> **Task goal**: Reproduce the records that follow in full, excluding any picture they contain.

> **Input records**:
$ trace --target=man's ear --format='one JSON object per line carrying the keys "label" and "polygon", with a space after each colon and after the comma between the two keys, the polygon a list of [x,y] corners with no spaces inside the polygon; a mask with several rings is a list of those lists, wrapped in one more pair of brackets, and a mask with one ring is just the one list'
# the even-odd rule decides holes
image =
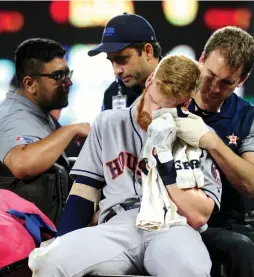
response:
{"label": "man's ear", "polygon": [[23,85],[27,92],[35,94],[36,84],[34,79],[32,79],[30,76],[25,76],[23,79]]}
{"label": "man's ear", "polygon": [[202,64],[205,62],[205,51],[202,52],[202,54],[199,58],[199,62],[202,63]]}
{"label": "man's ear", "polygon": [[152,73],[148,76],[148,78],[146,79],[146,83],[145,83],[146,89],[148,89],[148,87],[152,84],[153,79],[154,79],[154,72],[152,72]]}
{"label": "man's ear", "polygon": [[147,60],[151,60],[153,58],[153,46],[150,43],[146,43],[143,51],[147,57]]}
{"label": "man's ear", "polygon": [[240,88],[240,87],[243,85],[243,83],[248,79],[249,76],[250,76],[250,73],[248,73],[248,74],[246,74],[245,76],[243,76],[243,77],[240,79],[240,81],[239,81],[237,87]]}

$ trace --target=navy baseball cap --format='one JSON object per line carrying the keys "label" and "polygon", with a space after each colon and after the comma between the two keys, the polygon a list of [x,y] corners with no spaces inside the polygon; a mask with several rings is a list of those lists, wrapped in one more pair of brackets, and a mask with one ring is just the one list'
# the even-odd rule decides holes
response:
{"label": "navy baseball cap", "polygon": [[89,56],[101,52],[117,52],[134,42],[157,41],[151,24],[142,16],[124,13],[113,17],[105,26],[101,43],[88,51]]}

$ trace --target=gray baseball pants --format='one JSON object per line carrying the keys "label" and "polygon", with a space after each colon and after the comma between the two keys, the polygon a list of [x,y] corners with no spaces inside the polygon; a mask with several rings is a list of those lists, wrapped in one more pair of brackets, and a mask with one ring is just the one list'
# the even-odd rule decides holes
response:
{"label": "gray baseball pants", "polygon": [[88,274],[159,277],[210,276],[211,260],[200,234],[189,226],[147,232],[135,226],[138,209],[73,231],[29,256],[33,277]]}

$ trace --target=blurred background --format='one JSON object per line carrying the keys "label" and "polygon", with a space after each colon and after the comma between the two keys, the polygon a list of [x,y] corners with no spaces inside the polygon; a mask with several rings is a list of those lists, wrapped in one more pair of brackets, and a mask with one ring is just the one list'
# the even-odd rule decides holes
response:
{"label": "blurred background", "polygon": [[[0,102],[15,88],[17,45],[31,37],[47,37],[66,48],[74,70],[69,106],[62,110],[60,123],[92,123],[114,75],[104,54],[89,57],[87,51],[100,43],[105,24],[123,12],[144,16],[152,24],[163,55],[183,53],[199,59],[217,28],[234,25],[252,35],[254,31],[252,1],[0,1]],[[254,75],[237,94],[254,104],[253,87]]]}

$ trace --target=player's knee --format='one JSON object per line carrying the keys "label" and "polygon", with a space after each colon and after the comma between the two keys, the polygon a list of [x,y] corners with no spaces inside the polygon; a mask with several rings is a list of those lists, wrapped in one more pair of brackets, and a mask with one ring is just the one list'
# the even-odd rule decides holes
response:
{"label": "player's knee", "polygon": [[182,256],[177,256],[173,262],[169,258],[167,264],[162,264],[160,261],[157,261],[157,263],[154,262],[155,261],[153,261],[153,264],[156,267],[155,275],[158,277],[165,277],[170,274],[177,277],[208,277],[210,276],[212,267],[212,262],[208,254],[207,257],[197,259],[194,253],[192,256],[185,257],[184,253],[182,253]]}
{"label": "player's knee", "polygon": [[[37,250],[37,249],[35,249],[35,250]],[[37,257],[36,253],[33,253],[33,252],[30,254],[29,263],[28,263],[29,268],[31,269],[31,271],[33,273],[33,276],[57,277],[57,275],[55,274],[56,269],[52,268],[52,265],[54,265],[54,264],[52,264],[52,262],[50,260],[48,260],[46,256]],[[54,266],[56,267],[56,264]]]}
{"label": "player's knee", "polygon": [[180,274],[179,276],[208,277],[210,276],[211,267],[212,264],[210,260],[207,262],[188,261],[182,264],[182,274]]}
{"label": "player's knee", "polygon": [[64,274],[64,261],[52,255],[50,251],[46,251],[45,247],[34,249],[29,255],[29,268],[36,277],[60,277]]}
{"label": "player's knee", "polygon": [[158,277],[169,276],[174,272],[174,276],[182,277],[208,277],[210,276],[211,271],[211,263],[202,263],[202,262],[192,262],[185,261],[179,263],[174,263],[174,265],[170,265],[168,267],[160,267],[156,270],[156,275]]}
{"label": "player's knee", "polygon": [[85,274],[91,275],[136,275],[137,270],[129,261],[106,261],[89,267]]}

> **Completed exercise**:
$ trace --target=man's ear --format='one JSON object per line carrying the keys "label" and "polygon", with a space after each colon and after the comma between the two keys, the polygon a list of [x,y] corners with no spaces inside the polygon; a mask with several rings is a list of those lists, wrapped in one more pair of brackets, and a mask with one ring is just the one list'
# the even-odd rule decides holes
image =
response:
{"label": "man's ear", "polygon": [[23,85],[27,92],[35,94],[36,84],[34,79],[32,79],[30,76],[25,76],[23,79]]}
{"label": "man's ear", "polygon": [[202,64],[205,62],[205,51],[202,52],[202,54],[199,58],[199,62],[202,63]]}
{"label": "man's ear", "polygon": [[152,73],[148,76],[148,78],[146,79],[146,83],[145,83],[146,89],[148,89],[148,87],[152,84],[153,79],[154,79],[154,72],[152,72]]}
{"label": "man's ear", "polygon": [[147,60],[151,60],[153,58],[153,46],[150,43],[146,43],[143,51],[147,57]]}
{"label": "man's ear", "polygon": [[240,88],[240,87],[243,85],[243,83],[248,79],[249,76],[250,76],[250,73],[248,73],[248,74],[246,74],[245,76],[243,76],[243,77],[240,79],[240,81],[239,81],[237,87]]}

$ trace --target=navy baseball cap --format='one JSON object per line carrying the keys "label" and "polygon", with a space after each colon and after the comma between the two keys, the polygon a list of [x,y] corners with no spaces inside the polygon; a mask with several rings is a list of those lists, wrapped in one more pair of brackets, and a mask with one ring is just the one list'
# the even-odd rule decides holes
response:
{"label": "navy baseball cap", "polygon": [[89,56],[101,52],[117,52],[134,42],[157,41],[151,24],[142,16],[124,13],[113,17],[105,26],[101,43],[88,51]]}

$ trace --target=gray baseball pants --format='one JSON object per line carrying the keys "label" and "polygon", with a space after each colon and after the comma between the two keys, the polygon a list of [x,y] corners with no spaces inside the polygon; a mask with several rings is a list of those lists, wrapped in one more pair of brackets, and a mask with one ring is just the one list'
# the even-odd rule decides holes
response:
{"label": "gray baseball pants", "polygon": [[88,274],[159,277],[210,276],[211,260],[200,234],[189,226],[147,232],[135,226],[138,209],[73,231],[29,256],[33,277]]}

$ trace --target=blurred background --format='one JSON object per line carrying the keys "label" and "polygon", with a space after each colon and after the comma between the two keys, the polygon a list of [x,y] corners with no spaces inside the polygon; a mask with several rings is a list of those lists, wrapped in one more pair of brackets, and a mask with one ring is just the one list'
# the even-odd rule decides holes
response:
{"label": "blurred background", "polygon": [[[0,102],[15,88],[17,45],[31,37],[47,37],[66,48],[74,70],[69,106],[62,110],[60,123],[92,123],[114,75],[104,54],[89,57],[87,51],[100,43],[105,24],[123,12],[144,16],[152,24],[163,55],[183,53],[199,59],[217,28],[234,25],[252,35],[254,31],[252,1],[0,1]],[[254,75],[237,94],[254,104],[253,87]]]}

$ trace --target=player's knee --format='one JSON object per line carrying the keys "label" and "polygon", with a space after each colon and after the comma between the two keys, the polygon a list of [x,y] corners with no spaces inside the polygon; a mask with several rings is a list of those lists, wrapped in one more pair of brackets, and a mask with one ring is just the one list'
# the even-odd rule decides holes
response:
{"label": "player's knee", "polygon": [[182,256],[177,256],[173,262],[169,258],[167,264],[162,264],[160,261],[157,261],[157,263],[154,262],[155,261],[153,261],[153,264],[156,267],[155,275],[158,277],[165,277],[170,274],[177,277],[208,277],[210,276],[212,267],[212,262],[208,254],[207,257],[197,259],[194,253],[192,256],[185,257],[184,253],[182,253]]}
{"label": "player's knee", "polygon": [[[37,250],[37,249],[35,249],[35,250]],[[37,257],[36,253],[33,253],[33,252],[30,254],[29,263],[28,263],[29,268],[31,269],[31,271],[33,273],[33,276],[57,277],[57,275],[55,274],[56,269],[52,268],[52,265],[54,265],[54,264],[52,264],[52,262],[50,260],[48,260],[46,256]],[[54,266],[56,267],[56,264]]]}
{"label": "player's knee", "polygon": [[180,274],[179,276],[208,277],[210,276],[211,267],[212,264],[210,260],[207,262],[188,261],[182,264],[182,274]]}
{"label": "player's knee", "polygon": [[64,274],[64,261],[52,255],[50,251],[46,251],[45,247],[34,249],[29,255],[29,268],[36,277],[60,277]]}
{"label": "player's knee", "polygon": [[158,277],[169,276],[174,272],[174,276],[182,277],[208,277],[210,276],[211,271],[211,263],[202,263],[202,262],[192,262],[185,261],[179,263],[174,263],[174,265],[170,265],[168,267],[160,267],[156,270],[156,275]]}
{"label": "player's knee", "polygon": [[85,274],[91,275],[136,275],[137,270],[129,261],[106,261],[89,267]]}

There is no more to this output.